Begin EXTRACTED ENTRIES
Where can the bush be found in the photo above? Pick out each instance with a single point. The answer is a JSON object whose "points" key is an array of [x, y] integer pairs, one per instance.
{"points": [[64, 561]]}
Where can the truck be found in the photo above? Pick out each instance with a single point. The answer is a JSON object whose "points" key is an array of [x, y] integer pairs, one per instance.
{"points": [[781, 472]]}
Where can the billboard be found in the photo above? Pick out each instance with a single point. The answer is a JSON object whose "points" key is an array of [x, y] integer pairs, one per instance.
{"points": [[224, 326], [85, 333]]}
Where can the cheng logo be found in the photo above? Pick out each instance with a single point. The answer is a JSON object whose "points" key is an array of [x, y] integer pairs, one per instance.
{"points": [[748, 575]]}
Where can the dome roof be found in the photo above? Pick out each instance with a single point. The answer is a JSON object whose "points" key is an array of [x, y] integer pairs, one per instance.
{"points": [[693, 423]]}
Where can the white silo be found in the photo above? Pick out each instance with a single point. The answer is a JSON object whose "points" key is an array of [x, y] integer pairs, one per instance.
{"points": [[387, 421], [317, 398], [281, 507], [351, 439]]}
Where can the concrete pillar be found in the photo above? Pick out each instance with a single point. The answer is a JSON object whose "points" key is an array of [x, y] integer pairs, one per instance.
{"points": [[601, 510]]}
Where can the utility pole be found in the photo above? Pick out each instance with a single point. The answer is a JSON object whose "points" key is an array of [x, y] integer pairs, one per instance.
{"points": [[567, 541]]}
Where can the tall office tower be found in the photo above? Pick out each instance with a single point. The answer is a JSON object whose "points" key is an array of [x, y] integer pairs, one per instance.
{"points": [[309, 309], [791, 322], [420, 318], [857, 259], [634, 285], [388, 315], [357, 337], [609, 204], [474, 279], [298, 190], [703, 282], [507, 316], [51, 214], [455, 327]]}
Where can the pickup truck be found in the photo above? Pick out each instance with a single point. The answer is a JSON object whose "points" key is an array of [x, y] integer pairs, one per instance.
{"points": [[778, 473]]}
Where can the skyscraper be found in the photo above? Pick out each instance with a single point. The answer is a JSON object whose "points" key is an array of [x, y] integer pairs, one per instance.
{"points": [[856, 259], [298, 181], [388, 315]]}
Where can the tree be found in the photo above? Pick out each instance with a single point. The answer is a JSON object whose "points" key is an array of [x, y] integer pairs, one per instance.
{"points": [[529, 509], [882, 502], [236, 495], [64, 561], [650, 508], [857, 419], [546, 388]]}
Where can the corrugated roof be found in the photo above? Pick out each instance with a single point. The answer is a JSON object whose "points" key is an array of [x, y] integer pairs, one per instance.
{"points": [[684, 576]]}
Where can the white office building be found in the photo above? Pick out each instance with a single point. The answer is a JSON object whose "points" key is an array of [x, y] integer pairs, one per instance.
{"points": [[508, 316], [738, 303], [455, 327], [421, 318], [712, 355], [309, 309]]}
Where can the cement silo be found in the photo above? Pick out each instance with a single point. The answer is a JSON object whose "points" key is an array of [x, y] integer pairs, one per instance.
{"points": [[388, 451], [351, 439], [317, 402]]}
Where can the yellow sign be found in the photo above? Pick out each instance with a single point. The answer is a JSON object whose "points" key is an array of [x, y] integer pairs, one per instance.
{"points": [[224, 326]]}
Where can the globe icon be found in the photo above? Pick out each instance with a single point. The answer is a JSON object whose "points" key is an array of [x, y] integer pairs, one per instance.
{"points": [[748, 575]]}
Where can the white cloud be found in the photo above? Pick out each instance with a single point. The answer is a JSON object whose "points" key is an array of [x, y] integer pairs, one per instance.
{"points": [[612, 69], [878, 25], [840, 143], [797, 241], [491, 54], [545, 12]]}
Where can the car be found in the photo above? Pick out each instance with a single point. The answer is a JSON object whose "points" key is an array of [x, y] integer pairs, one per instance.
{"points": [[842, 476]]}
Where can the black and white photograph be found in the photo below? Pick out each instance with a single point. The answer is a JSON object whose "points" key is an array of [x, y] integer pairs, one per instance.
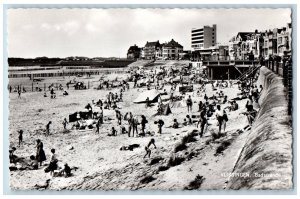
{"points": [[150, 99]]}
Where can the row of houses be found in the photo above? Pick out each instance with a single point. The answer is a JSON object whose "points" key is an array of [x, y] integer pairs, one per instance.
{"points": [[258, 45], [155, 50], [247, 46]]}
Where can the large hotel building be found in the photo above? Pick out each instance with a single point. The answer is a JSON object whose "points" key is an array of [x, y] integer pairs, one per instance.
{"points": [[204, 37]]}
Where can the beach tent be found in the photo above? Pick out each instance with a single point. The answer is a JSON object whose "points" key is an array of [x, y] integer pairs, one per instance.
{"points": [[152, 94], [166, 110], [176, 79], [185, 89], [83, 114]]}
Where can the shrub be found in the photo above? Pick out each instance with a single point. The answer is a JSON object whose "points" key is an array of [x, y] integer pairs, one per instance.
{"points": [[195, 184], [147, 179], [155, 160], [174, 161]]}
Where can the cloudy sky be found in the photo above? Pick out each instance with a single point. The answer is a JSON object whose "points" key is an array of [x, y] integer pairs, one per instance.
{"points": [[110, 32]]}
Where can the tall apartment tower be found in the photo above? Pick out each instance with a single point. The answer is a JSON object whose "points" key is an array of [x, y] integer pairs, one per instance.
{"points": [[204, 37]]}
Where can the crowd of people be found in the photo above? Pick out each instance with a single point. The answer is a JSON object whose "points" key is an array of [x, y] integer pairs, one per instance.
{"points": [[215, 107]]}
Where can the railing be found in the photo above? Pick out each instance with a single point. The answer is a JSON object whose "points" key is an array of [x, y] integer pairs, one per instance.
{"points": [[284, 69]]}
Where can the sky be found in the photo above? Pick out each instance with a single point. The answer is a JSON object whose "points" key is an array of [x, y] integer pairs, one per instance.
{"points": [[110, 32]]}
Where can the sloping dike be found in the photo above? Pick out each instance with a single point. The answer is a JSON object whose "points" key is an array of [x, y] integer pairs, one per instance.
{"points": [[266, 159]]}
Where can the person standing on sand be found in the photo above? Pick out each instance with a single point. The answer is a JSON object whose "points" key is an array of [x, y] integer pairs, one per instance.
{"points": [[202, 121], [101, 115], [20, 137], [135, 123], [65, 122], [53, 162], [221, 118], [119, 116], [40, 154], [189, 103], [19, 93], [48, 128], [143, 124], [98, 124], [130, 122], [159, 123]]}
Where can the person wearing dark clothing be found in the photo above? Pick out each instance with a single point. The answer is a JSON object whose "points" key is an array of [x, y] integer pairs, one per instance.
{"points": [[53, 162], [202, 121], [148, 152], [98, 124], [205, 97], [20, 136], [159, 123], [130, 122], [152, 142], [40, 154], [143, 124], [189, 120], [119, 117], [48, 128], [65, 122], [189, 104], [19, 93], [175, 124], [113, 132], [200, 105], [67, 170], [12, 157], [134, 125]]}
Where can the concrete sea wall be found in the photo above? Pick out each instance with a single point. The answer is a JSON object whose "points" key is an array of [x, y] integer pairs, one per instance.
{"points": [[266, 159]]}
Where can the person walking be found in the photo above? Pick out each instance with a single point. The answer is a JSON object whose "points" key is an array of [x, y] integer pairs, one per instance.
{"points": [[98, 124], [65, 122], [143, 124], [48, 128], [189, 103], [20, 137], [40, 154]]}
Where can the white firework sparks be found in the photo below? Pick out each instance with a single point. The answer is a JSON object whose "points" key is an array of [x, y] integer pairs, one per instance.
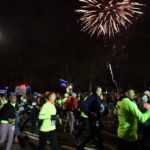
{"points": [[108, 17]]}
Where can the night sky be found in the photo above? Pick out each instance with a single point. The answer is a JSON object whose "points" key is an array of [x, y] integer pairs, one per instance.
{"points": [[41, 42]]}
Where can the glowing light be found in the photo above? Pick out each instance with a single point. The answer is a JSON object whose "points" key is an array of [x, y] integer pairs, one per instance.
{"points": [[108, 17]]}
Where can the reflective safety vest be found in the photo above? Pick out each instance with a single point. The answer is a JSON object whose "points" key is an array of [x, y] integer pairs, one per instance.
{"points": [[47, 113]]}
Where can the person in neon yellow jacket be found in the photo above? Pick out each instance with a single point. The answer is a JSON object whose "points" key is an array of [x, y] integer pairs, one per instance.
{"points": [[48, 118], [129, 115]]}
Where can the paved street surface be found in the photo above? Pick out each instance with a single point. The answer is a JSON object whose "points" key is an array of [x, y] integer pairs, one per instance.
{"points": [[29, 141]]}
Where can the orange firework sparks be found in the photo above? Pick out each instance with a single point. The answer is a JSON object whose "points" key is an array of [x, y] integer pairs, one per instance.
{"points": [[108, 17]]}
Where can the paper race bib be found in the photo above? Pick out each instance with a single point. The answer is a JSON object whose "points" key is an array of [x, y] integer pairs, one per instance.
{"points": [[13, 128]]}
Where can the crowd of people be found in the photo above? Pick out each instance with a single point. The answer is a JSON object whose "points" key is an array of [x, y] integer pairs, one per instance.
{"points": [[44, 113]]}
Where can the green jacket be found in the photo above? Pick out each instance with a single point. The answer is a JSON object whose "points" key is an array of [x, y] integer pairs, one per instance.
{"points": [[129, 115], [46, 113]]}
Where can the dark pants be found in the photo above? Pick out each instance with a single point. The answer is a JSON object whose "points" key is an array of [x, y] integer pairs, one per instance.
{"points": [[94, 133], [51, 136], [33, 118], [126, 145], [84, 126]]}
End EXTRACTED ENTRIES
WHAT YOU SHOULD DO: Include both ends. Return the line holding "Where can the paved" and all lines after it in the records above, exactly as written.

FINAL RESULT:
Where can the paved street surface be found in the photo above? Pick out each instance with a single point. The answer is a JSON object whose "points" key is an array of [x, y] integer pairs, one per instance.
{"points": [[29, 141]]}
Where can the orange firework sparks be found in the photo above? Pick out each instance with a single point. The answer is a JSON object whose "points" key is an array of [x, y] integer pairs, one per instance.
{"points": [[108, 17]]}
Where can the paper race bib be found in the photo above? Pick out each instance with a single point. The answer is a JSON object whose "points" key is an array of [x, y] integer pairs, one per instance.
{"points": [[13, 128]]}
Where can the crowd of people be found in the photo above? Pick out each instance with a single point. The answer is a JSON object whose "points" key is an array of [x, y] integer pairs, one per instance.
{"points": [[44, 113]]}
Where can the green jacket be found in the photo above? Pick out each instance with a single point. The answer is a JSON object whose "points" key is an array of [x, y] integer pairs, one per instance.
{"points": [[129, 115], [46, 113]]}
Where can the dark pants be found in the photo above? Pick out each instance with a single point. The answer is a JSON object whose "points" key is an array of [x, y] integer pairs, one per instance.
{"points": [[94, 133], [51, 136], [33, 118], [126, 145], [84, 126]]}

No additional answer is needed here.